> **Verilen metin**

Nurullah HALİLOĞLU

Nurullah HALİLOĞLU

Gerçek mutluluk dairesi

Bize tahsis edilen sınırların dışına çıktığımız zamanlarda hayatımızı da kendi elimizle adeta zehir ediyoruz. Bilindiği gibi bizler kendi aramızda insanın kendine ait olmayan sahalara girmesine “Haddi aşmak” olarak değerlendiriyoruz. Evet “Had” sınır demektir. Demek bizler zaman zaman yasak sahalara girebiliyoruz. Zaten problemler de bu andan itibaren başlar dünyamızda. Her birimiz kendimizi yoklarsak, ne dünya ne de ahiret hayatımıza yarayacak birçok gereksiz malumat ve meşguliyeti dünyamızda bulabiliriz. Bu durum adeta zamanın bir hastalığı haline gelmiştir.

Gerçekte hem kendimize hem de çevremizdeki insanlara faydalı olmak istiyorsak sadece kendi vazifemizi yapmamız gerekir. Bizim en önemli vazifemiz ise dünya ve ahiret dengesini iyi bir şekilde sağlamak olmalıdır. Her şeyden önce birer Müslüman olarak İslâm’ın bizden istediğini tam olarak yerine getirmek asıl vazifemizdir.

Hareketlerimizle olduğu gibi zihnimizle de bu alana yönelmemiz gerekmektedir. Bir taraftan ibadetlerimizi yapmaya çalışırken diğer yandan da zihnimizi dünyanın bizi pek fazla ilgilendirmeyen meselelerine yönlendirirsek, asıl vazifemizin gereği olarak yaptığımız ibadetlerimizden zevk almamız mümkün olmayacaktır. Bunun sonucunda da huzursuzluğa sebep olan düşüncelerle boğuşmak zorunda kalacağız.

Kendi asıl dünyamıza yönelmemiz konusunda elbette en büyük rehberimiz Allah’ın yüce kitabı Kur’an ve en büyük müfessiri Peygamber Efendimizdir (asm). Kur’an’ın bir insan ve inanan için ortaya koymuş olduğu hayat şeklini en mükemmel bir şekilde Peygamberimiz yaşamış ve bu yönüyle bize en güzel bir örnek olacak bir hayat yaşamıştır. Kur’an ve Sünnet bizim hayatımızın mutluluk sınırlarını çizmiş ve bizlere asıl görevlerimizi göstermişlerdir.

Bilindiği gibi her asırda Kur’an ve Sünnet yolunu insanlara gösteren görevli insanlar gönderilmiş ve bu zatlar o dönemin insanlarını “Sırat-ı müstakim”e çekmeye çalışmışlardır. Elbette zamanımız insanları her zamankinden fazla Kur’an ve Sünnet yolunu en güzel bir şekilde gösteren mürşitlere muhtaçtır. Çünkü insanları asıl görevlerinden uzaklaştırmaya çalışan fitne zamanımızda her zamankinden daha şiddetlidir. Zamanın şeytanları kendileri için çok miktarda malzeme bulabilmektedirler.

> **Sağlanan veriler**

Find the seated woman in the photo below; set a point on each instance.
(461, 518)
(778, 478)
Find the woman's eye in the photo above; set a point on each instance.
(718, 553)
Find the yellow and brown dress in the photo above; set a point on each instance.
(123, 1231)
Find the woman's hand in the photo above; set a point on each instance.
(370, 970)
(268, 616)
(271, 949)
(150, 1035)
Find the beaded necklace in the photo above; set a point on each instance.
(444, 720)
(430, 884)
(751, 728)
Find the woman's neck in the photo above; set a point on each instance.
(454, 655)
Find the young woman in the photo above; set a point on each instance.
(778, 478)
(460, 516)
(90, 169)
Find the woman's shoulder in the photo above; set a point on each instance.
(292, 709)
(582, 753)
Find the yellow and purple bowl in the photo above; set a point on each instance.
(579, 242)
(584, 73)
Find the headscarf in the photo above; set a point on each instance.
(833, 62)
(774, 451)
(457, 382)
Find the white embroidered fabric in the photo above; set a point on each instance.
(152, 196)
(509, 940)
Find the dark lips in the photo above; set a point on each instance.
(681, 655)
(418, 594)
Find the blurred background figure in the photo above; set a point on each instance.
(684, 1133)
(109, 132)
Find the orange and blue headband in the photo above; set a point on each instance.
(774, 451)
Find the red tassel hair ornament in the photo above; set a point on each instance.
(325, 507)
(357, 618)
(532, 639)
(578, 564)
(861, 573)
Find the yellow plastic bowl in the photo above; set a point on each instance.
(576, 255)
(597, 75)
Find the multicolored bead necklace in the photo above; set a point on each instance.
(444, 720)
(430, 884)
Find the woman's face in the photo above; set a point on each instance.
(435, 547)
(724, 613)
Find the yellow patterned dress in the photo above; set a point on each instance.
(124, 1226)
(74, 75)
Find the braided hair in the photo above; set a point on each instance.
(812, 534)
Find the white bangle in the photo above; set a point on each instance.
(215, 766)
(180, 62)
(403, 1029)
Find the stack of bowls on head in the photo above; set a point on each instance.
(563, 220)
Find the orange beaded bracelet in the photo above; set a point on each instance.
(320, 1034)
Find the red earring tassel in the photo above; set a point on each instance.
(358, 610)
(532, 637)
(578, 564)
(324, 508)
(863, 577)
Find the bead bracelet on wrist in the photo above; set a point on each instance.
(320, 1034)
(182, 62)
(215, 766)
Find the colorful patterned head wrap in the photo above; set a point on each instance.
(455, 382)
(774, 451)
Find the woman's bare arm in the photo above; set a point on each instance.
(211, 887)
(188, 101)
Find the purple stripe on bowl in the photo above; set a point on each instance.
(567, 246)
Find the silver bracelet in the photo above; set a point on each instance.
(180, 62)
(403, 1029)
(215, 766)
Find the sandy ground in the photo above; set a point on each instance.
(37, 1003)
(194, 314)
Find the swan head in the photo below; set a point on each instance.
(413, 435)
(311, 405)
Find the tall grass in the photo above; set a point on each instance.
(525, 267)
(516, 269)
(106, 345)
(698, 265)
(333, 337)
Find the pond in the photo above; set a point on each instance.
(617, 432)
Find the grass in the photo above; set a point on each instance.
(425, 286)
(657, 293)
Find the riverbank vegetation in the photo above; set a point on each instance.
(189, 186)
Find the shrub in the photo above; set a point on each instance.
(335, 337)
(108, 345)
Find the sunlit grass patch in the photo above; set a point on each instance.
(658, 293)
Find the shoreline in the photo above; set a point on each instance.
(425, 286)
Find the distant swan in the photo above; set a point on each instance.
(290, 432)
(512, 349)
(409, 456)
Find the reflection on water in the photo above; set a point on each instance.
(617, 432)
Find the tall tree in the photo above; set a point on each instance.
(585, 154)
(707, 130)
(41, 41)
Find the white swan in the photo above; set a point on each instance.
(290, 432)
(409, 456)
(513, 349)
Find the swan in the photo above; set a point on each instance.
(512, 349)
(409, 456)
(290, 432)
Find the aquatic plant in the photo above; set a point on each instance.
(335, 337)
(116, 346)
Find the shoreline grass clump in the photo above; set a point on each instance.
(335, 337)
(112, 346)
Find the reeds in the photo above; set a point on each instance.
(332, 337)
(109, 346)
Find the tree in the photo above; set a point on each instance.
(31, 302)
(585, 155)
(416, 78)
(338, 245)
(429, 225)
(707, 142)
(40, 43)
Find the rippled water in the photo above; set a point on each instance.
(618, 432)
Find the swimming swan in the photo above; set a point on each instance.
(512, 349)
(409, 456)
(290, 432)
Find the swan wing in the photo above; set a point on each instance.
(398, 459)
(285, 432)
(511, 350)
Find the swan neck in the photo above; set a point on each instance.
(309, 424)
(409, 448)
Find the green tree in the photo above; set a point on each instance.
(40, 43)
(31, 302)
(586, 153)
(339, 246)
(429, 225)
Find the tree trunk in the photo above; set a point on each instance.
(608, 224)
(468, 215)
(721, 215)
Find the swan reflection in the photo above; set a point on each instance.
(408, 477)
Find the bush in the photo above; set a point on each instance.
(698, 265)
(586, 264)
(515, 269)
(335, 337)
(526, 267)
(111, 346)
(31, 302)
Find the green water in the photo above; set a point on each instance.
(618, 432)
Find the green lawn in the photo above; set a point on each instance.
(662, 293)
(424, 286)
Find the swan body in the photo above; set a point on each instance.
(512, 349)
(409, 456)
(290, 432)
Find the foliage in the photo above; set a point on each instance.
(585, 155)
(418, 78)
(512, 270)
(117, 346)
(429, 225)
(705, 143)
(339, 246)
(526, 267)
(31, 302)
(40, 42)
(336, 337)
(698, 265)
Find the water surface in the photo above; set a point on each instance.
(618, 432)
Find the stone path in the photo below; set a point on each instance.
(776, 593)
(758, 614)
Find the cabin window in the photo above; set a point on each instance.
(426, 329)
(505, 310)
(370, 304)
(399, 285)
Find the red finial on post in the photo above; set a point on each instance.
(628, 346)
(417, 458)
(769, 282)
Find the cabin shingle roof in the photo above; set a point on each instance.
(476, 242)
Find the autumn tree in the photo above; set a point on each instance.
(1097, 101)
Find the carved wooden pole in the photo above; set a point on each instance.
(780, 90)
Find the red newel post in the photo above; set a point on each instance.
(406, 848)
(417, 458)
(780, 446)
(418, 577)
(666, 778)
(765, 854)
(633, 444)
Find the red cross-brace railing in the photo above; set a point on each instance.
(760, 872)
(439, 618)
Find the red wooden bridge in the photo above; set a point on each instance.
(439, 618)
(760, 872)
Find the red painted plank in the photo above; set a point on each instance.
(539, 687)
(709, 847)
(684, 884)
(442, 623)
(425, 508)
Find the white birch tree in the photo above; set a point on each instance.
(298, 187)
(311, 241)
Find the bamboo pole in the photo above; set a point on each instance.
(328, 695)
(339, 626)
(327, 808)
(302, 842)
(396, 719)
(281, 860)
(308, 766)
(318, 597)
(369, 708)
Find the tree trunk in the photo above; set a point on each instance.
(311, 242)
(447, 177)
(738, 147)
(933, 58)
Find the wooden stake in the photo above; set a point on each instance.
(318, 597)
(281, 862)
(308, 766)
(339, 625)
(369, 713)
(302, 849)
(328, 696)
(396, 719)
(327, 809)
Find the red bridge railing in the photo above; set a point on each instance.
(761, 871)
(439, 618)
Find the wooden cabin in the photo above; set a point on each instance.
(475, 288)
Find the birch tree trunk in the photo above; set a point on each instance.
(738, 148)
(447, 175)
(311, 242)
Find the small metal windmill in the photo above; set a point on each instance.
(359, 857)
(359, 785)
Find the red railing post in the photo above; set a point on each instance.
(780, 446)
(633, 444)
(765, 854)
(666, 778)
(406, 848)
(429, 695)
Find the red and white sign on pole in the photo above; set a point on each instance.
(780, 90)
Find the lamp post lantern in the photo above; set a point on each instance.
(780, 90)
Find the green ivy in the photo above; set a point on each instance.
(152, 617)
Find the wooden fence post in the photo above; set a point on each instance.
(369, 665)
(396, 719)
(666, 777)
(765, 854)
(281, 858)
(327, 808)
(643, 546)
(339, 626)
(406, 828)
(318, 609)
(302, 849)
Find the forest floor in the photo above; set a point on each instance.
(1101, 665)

> **Alıştırma A**
Metni iki cümleyle özetleyin.
> **Alıştırma B**
Metne göre aşağıdaki soruları yanıtlayın:
(i) "Had" ne demektir?
(ii) Kur'an'ın en büyük müfessiri olarak kim gösteriliyor?
(iii) Zamanımız insanları neden mürşitlere her zamankinden fazla muhtaçtır?
> **Alıştırma C**
Metnin bir bölümünü kelimesi kelimesine aktarın: "Hareketlerimizle olduğu gibi" sözlerinin geçtiği yerden başlayın, "asıl görevlerimizi göstermişlerdir." sözlerinden sonra durun.
Yanıtlarınızı yalnızca metne dayandırın.

> **Örnek çözüm A**
Bize tahsis edilen sınırların dışına çıktığımızda hayatımızı zehir ederiz; zihnimizi bizi ilgilendirmeyen meselelere yöneltirsek ibadetlerden zevk alamaz, huzursuzluk veren düşüncelerle boğuşuruz, oysa asıl vazifemiz dünya ve ahiret dengesini sağlamak ve İslâm'ın bizden istediğini yerine getirmektir. Bu konuda en büyük rehberimiz Kur'an ve Peygamber Efendimizdir (asm); fitnenin her zamankinden şiddetli olduğu zamanımızda insanlar, Kur'an ve Sünnet yolunu gösteren mürşitlere her zamankinden fazla muhtaçtır.

> **Örnek çözüm B**
(i) Sınır demektir.
(ii) Peygamber Efendimiz (asm).
(iii) Çünkü insanları asıl görevlerinden uzaklaştırmaya çalışan fitne, zamanımızda her zamankinden daha şiddetlidir.

> **Örnek çözüm C**
Hareketlerimizle olduğu gibi zihnimizle de bu alana yönelmemiz gerekmektedir. Bir taraftan ibadetlerimizi yapmaya çalışırken diğer yandan da zihnimizi dünyanın bizi pek fazla ilgilendirmeyen meselelerine yönlendirirsek, asıl vazifemizin gereği olarak yaptığımız ibadetlerimizden zevk almamız mümkün olmayacaktır. Bunun sonucunda da huzursuzluğa sebep olan düşüncelerle boğuşmak zorunda kalacağız.

Kendi asıl dünyamıza yönelmemiz konusunda elbette en büyük rehberimiz Allah’ın yüce kitabı Kur’an ve en büyük müfessiri Peygamber Efendimizdir (asm). Kur’an’ın bir insan ve inanan için ortaya koymuş olduğu hayat şeklini en mükemmel bir şekilde Peygamberimiz yaşamış ve bu yönüyle bize en güzel bir örnek olacak bir hayat yaşamıştır. Kur’an ve Sünnet bizim hayatımızın mutluluk sınırlarını çizmiş ve bizlere asıl görevlerimizi göstermişlerdir.